> [Written request] Nothing but the line with "Would you be able to mark the dry" and the lines after it, through the end of the records below, is to be repeated, exactly as it is.

START Extracted material

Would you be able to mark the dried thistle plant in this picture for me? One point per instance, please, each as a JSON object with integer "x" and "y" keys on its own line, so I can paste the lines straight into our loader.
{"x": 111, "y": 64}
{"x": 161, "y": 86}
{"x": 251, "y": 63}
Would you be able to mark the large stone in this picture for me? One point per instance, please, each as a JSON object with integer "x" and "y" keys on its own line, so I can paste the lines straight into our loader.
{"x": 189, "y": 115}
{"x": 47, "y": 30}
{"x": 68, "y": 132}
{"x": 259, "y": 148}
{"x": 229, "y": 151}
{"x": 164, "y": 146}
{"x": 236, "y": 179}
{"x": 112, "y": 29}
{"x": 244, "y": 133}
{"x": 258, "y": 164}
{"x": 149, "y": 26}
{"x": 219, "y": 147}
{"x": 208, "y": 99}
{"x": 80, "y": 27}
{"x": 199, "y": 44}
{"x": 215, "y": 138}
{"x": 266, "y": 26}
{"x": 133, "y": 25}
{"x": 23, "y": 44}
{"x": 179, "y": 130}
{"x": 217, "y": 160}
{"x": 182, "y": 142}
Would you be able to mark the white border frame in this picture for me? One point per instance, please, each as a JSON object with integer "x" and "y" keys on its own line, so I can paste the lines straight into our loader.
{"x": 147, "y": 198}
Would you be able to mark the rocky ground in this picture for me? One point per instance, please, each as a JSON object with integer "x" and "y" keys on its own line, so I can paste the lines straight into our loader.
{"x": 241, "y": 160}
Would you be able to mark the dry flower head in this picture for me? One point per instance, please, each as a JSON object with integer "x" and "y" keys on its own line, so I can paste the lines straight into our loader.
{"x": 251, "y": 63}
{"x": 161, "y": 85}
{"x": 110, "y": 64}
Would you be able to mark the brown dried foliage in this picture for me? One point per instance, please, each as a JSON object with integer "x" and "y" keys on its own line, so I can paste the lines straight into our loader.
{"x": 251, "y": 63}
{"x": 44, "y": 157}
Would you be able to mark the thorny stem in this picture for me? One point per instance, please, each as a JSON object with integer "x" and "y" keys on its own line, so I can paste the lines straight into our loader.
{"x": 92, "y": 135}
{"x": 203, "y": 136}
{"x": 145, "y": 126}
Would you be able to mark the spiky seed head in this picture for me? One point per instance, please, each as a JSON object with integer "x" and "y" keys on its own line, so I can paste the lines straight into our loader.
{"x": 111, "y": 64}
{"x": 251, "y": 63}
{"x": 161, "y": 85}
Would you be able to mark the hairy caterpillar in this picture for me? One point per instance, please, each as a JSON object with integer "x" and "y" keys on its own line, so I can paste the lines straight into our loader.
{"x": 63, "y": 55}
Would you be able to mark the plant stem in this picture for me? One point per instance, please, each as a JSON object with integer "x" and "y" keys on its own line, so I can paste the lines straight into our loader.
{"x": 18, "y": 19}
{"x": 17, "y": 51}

END Extracted material

> [Expected output]
Would you be able to mark the dry flower head in this picture for me? One point per instance, please, each as a JSON object with integer "x" and "y" keys on its own line, so I can paste the lines straight into our loader.
{"x": 251, "y": 63}
{"x": 161, "y": 85}
{"x": 110, "y": 64}
Would you be able to mark the brown dried foliage in this picture for me? One point per instance, please, each as a JSON object with integer "x" and "y" keys on its own line, so I can paste the lines straight into our loader.
{"x": 251, "y": 63}
{"x": 44, "y": 157}
Would you be able to mark the thorny stem in this picture for me? One point per instance, please, each as a JSON object with integer "x" and "y" keys on its own line, so I can paste the lines straight into our loader.
{"x": 92, "y": 135}
{"x": 203, "y": 136}
{"x": 145, "y": 126}
Would you be able to mark the spiky seed head in this picture for me? One point per instance, please, each as a JSON object with integer "x" and "y" keys on its own line, so I can paste the lines straight into our loader.
{"x": 111, "y": 64}
{"x": 251, "y": 63}
{"x": 161, "y": 85}
Would you be able to mark the hairy caterpillar in this picture for me? One point per instance, please, each as a JSON object with integer "x" and "y" keys on its own line, so I can paste the lines straight into our loader.
{"x": 63, "y": 55}
Would you be able to mark the plant stem in this picture for me? One point per instance, please, each as a JSON object with integer "x" and "y" keys on its own line, so I can paste the lines straight into our loader.
{"x": 18, "y": 19}
{"x": 17, "y": 51}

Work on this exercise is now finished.